• **Task requirements**:
- a) In the passage on Starling's basketball career, which team did Starling sign with in December 2019?
- b) Quote the section of the passage on Starling's basketball career that opens with the words containing "In 2016, Starling" and closes with "regional South Australia.".
- c) Write what comes next in the passage on Starling's basketball career, picking up after its final sentence.

• **Reading passage**:
====================

In 2015, Starling played for the Warrnambool Seahawks of the Big V Division One. He averaged 21.6 points and 12.7 rebounds to go with 20 double-doubles and one triple-double. He was named team MVP and earned league All-Star Five honors. He was also a finalist for league MVP and Defensive Player of the Year.

In 2016, Starling returned to the Premier League to play for the Southern Tigers. He helped the Tigers win the championship and earned All-Star Five honors.

Starling joined the North Adelaide Rockets for the 2017 Premier League season and earned Best Defensive Player honors. He returned to the Rockets in 2018 and once again earned league MVP and All-Star Five honors. He averaged 22.4 points, 14.1 rebounds, 2.9 assists and a league-leading 3.6 steals per game. With the Rockets in 2019, he earned Best Defensive Player honors for the second time.

In December 2019, Starling signed with the South Adelaide Panthers for the 2020 season. The Premier League was rebranded as NBL1 Central in 2020, but the 2020 NBL1 season was cancelled due to the COVID-19 pandemic. He had also been touted to make his football debut in 2020 with the Gawler Central Football Club in regional South Australia.

With the Panthers in the 2021 NBL1 season, Starling led the NBL1 Central in rebounds and steals. In 12 games, he averaged 16.5 points, 13.17 rebounds, 3.0 assists and 3.5 steals per game.

====================

• **Raw data**:

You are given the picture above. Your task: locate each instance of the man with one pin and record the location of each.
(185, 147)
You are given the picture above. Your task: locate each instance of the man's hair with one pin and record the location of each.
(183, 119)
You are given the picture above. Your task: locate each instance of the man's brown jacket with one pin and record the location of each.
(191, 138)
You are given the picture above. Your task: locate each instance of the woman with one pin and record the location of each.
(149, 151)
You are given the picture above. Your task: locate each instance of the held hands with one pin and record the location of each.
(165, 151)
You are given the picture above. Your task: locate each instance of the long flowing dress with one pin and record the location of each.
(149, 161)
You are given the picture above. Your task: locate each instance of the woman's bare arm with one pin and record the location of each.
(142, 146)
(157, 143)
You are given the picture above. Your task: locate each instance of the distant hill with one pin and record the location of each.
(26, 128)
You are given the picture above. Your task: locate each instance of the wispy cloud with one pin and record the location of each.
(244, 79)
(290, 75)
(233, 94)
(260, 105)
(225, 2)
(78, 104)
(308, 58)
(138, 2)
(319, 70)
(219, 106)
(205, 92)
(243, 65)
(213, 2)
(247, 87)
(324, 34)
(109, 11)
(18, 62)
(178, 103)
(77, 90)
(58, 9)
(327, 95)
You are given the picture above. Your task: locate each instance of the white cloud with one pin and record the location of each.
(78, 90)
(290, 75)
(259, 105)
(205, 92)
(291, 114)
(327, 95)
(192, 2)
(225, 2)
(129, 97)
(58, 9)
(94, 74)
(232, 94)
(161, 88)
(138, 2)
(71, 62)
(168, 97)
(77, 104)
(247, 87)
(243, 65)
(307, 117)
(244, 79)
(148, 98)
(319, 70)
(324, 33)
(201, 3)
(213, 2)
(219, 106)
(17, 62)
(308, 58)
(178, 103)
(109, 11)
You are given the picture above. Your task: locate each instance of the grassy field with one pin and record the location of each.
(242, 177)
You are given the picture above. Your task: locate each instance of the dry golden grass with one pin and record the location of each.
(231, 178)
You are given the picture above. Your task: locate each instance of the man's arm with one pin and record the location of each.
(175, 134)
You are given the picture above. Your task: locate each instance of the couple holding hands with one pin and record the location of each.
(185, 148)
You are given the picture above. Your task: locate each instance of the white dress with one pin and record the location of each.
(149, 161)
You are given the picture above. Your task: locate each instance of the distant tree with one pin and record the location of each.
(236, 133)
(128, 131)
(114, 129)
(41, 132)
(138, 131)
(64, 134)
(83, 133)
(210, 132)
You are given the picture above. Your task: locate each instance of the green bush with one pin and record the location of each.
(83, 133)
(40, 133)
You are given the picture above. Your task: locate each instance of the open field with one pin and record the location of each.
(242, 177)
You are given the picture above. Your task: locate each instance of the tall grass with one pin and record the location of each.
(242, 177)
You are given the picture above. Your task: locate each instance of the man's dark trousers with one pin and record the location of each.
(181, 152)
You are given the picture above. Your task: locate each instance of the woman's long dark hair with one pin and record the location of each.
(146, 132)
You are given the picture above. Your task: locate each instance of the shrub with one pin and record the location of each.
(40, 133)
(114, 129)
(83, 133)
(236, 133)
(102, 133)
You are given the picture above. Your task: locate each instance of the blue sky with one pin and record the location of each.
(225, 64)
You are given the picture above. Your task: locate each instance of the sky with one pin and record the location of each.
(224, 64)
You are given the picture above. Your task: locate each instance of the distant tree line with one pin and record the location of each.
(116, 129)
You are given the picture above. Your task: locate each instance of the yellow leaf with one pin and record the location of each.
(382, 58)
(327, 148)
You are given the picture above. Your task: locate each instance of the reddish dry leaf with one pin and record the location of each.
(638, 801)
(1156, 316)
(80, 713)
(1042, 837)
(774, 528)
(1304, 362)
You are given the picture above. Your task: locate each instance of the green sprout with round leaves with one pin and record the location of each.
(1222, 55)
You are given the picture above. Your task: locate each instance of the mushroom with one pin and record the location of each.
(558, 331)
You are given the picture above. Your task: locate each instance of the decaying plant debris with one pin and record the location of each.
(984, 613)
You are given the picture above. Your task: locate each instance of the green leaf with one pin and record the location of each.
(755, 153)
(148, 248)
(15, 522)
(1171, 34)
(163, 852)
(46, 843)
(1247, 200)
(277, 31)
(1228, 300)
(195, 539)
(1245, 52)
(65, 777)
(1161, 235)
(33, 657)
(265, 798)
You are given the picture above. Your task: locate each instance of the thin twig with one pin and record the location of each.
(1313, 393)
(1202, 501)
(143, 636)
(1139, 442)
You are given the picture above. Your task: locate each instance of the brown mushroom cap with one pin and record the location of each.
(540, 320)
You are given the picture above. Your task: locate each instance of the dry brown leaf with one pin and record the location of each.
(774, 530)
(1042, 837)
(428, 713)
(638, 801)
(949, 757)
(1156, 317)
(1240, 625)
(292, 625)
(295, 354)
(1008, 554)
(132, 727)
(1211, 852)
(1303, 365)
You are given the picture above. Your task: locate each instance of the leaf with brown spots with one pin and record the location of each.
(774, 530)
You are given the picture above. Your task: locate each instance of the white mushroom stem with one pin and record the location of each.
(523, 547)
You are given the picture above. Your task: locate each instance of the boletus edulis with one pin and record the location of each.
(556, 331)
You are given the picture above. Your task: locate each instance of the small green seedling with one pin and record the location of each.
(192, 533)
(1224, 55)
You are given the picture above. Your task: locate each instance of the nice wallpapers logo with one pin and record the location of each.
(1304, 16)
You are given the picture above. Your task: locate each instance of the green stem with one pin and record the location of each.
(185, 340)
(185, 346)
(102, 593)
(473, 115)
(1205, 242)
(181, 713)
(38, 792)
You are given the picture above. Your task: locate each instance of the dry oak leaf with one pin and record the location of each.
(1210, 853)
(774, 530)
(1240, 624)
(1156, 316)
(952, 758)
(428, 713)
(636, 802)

====================

• **Answers**:
- a) The South Adelaide Panthers.

- b)
In 2016, Starling returned to the Premier League to play for the Southern Tigers. He helped the Tigers win the championship and earned All-Star Five honors.

Starling joined the North Adelaide Rockets for the 2017 Premier League season and earned Best Defensive Player honors. He returned to the Rockets in 2018 and once again earned league MVP and All-Star Five honors. He averaged 22.4 points, 14.1 rebounds, 2.9 assists and a league-leading 3.6 steals per game. With the Rockets in 2019, he earned Best Defensive Player honors for the second time.

In December 2019, Starling signed with the South Adelaide Panthers for the 2020 season. The Premier League was rebranded as NBL1 Central in 2020, but the 2020 NBL1 season was cancelled due to the COVID-19 pandemic. He had also been touted to make his football debut in 2020 with the Gawler Central Football Club in regional South Australia.

- c)
In the 2022 NBL1 season, Starling helped the Panthers win the NBL1 Central championship while earning grand final MVP behind his 31 points and 18 rebounds against the Woodville Warriors. He once again earned the league's Best Defensive Player award. In 20 games, he averaged 20.15 points, 12.2 rebounds, 3.15 assists, 2.75 steals and 1.35 blocks per game.

With the Panthers in the 2023 NBL1 season, Starling was the NBL1 Central's rebounding leader with 13.13 per game and once again earned Best Defensive Player and All-Star Five honors. In 16 games, he averaged 21.25 points, 13.38 rebounds, 3.44 assists, 2.69 steals and 1.19 blocks per game.

On May 23, 2023, Starling signed with the Adelaide 36ers for the 2023–24 NBL season. In 25 games, he averaged 3.8 points and 3.8 rebounds per game.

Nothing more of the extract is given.